→ To-do list:
a - Translate this sentence from the Perl 6 module library post into Spanish: "An archive is a place where things are stored; the users of an archive know what and where they are storing."
b - Continue the Perl 6 module library post from its last sentence.

→ Document text:
========================

Before joining in the previous CPAN threads, here are some personal wish
lists regarding what the perl6 version of CPAN should do. But in order
to get some distance from CPAN, I want to call it the Module Library
system. Some of the debate threads impact on the internal software
environment, and here I think the internal and external environments
must be designed in harmony.
A library paradigm is different from an archive paradigm, although a
library is a form of archive. However, a library is a single place to go
to obtain information. It is set up to enhance searching and finding. An
archive is a place where things are stored; the users of an archive know
what and where they are storing. Hence the difference between an archive
and a library is a set of assumptions about what a user knows. Archives
are essential for large libraries (often called stacks), but there must
be standardised metadata about what is in each archive for it to be
useful for a library.
So my wish list. I would like:
1) a single place to go for modules that will help me solve programming
problems;
2) a variety of ways to look through modules and the information on them
- reviews, documentation, dependencies - so that I can choose between
them and know what a choice entails;
3) a variety of classifications of modules and module contents that can
lead me to modules which may achieve what I want but are named in a
manner I did not expect, or contain functionality I could use in another
context;
4) a means to extract from the library the module(s) I want, (better
still only the parts of the module) and all their dependencies;
5) the ability to access existing CPAN perl software.
Extending the library paradigm, there are generalist libraries, which
only contain commonly requested books, and specialist libraries and also
libraries in other languages. However, good libraries share systems for
requesting books from other libraries, even if they are not stored
locally. The difference between libraries then boils down to the
metadata available to the user, eg., more accessible user catalogs,
librarians who know about subjects and can point to related books, etc.
The library paradigm breaks down somewhat for software because there is
an intimate link between "my" environment and the software I choose.
Hence, it is important to consider the internal environment ("my"
computer) as well as the external environment (the module libraries).
Not only is there the problem of different operating systems (*ix,
windows*, mac, etc), there is also the possibility of outdated software
installed, eg., different versions of languages, such as perl 5.8, perl
5.10.

========================

→ Extracted entries:
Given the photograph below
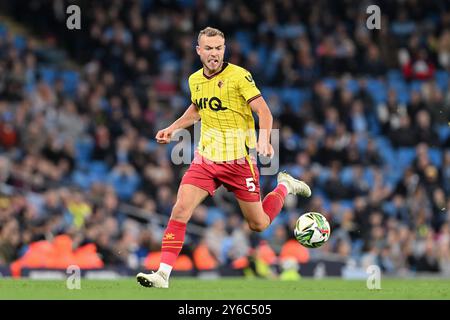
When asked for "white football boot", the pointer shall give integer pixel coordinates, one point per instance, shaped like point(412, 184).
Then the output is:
point(157, 279)
point(294, 186)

========================

→ Results by task:
a - Un archivo es un lugar donde se almacenan cosas; los usuarios de un archivo saben qué están almacenando y dónde.

b -
Within "my" environment, there are multiple possible locations for
different aspects of software, eg. binaries, configuration data (which
can be global to all users and local for a single user), documentation,
data, results. In a corporate environment, these locations may exist
across a network. For example, documentation may be on a server,
binaries and local configuration data on the local computer, results
posted to a web site, input data taken from a database.
My wish list for the internal environment; I would like:
1) a single system to manage all my software modules;
2) a method to see where different aspects of software are located, and
to change them;
3) an ability to manage in parallel different dependency hierarchies
(such as might result from a need to use modules from different
"generations" (eg. perl 5.8 and 5.10).
4) a comprehensive method to determine what my local environment is, so
that I can see whether it "matches" the environment required by software
that I want to download, and if not, what I need in addition to be able
to run the software.
Some commentary on the above:
I use the CPAN archive, CPANPLUS, and synaptic (a GUI frontend to the
apt tools) for perl since I use Ubuntu/Gnome. In some cases I have to
load binaries using synaptic because I cant get the sources to compile
properly from CPAN. I do not have the time or inclination to discover
why. The result is a mishmash of dependencies. Moreover, I cannot get
updated software without breaking something. This occurred when the one
Ubuntu generation was distributed with perl5.8 even though perl5.10 was
out, and I really wanted to use some of the new software.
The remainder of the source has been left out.